§ Dataset records:
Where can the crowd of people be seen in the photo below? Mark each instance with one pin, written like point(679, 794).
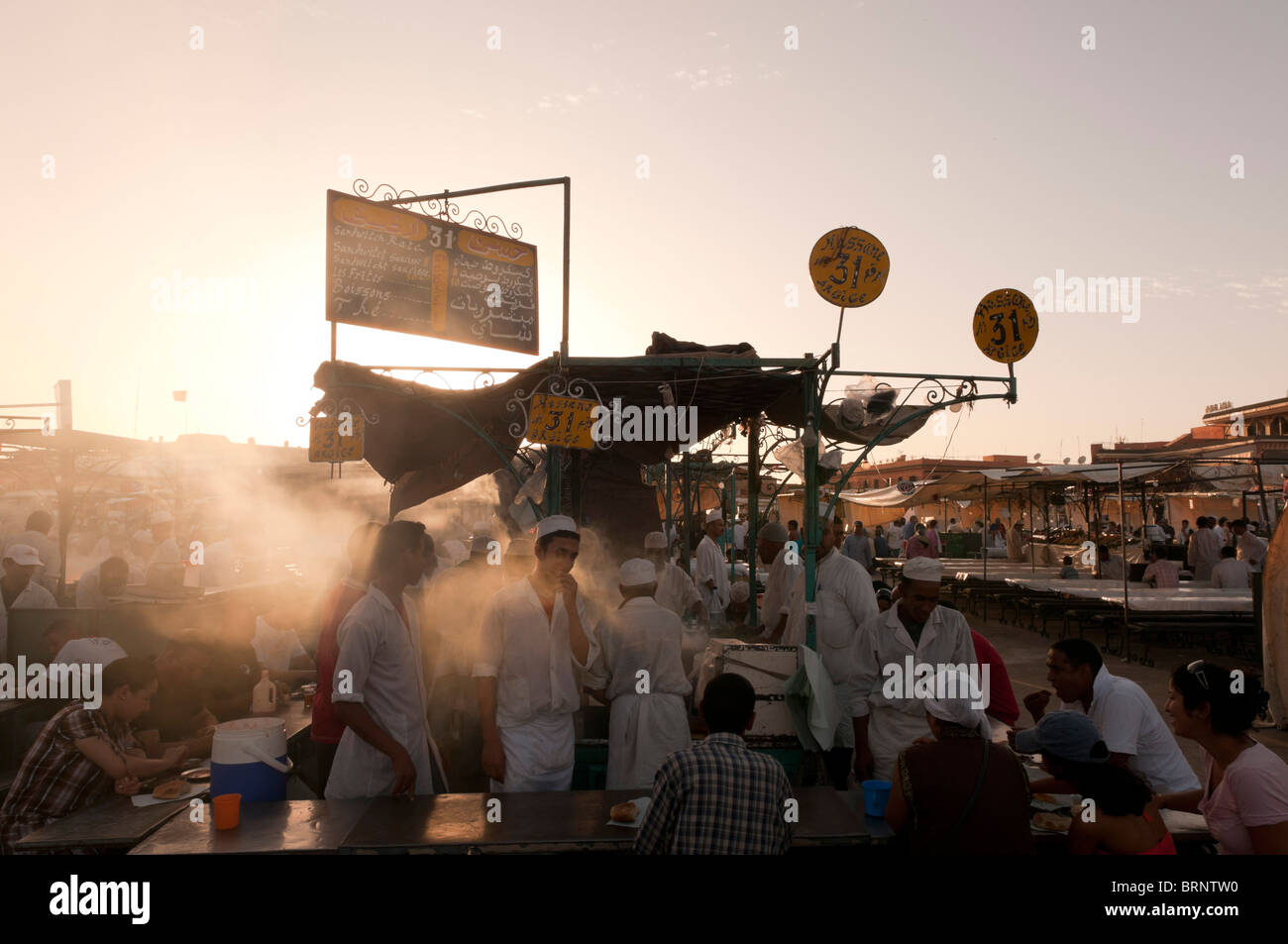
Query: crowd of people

...

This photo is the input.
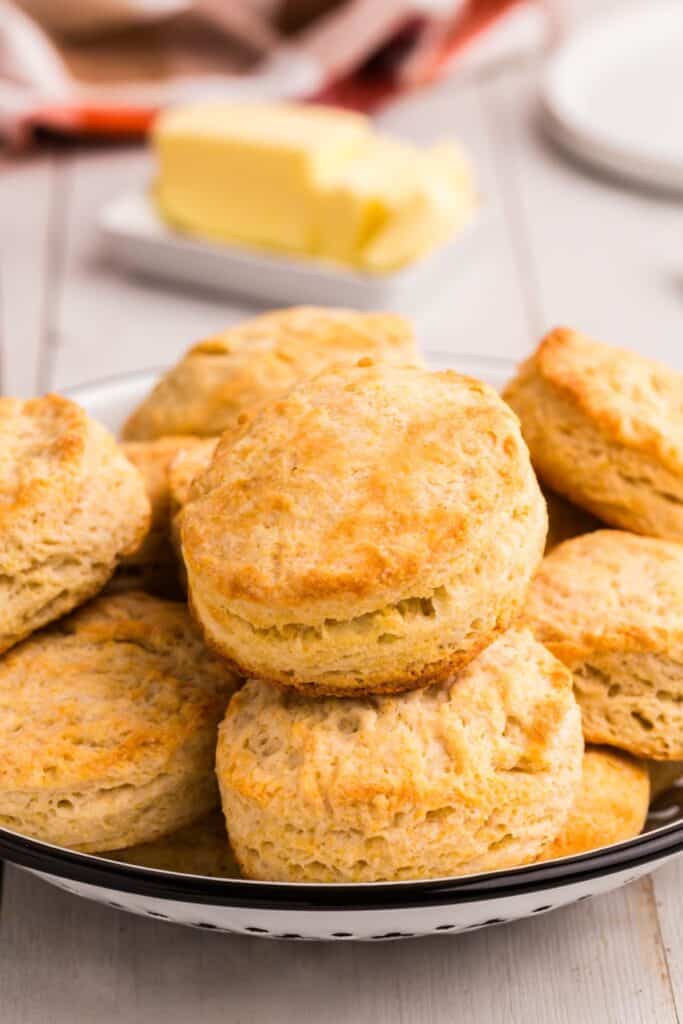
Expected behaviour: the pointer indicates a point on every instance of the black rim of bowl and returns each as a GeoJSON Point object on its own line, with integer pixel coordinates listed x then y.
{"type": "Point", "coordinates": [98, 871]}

§ Exercise prompt: Arrange the lines of the records as a numbered list, from the line containing "This photo is the input." through the line containing "Expected behaviour: the", both included. Omit blank lines and leave the pictures out of the list.

§ Final result:
1. This photo is the input.
2. Expected behaviour: the pointer indicates a point on every instance of the black rim of bowl and returns each as a GeoJSON Point object on its own line, with integer pixel coordinates listed x then y.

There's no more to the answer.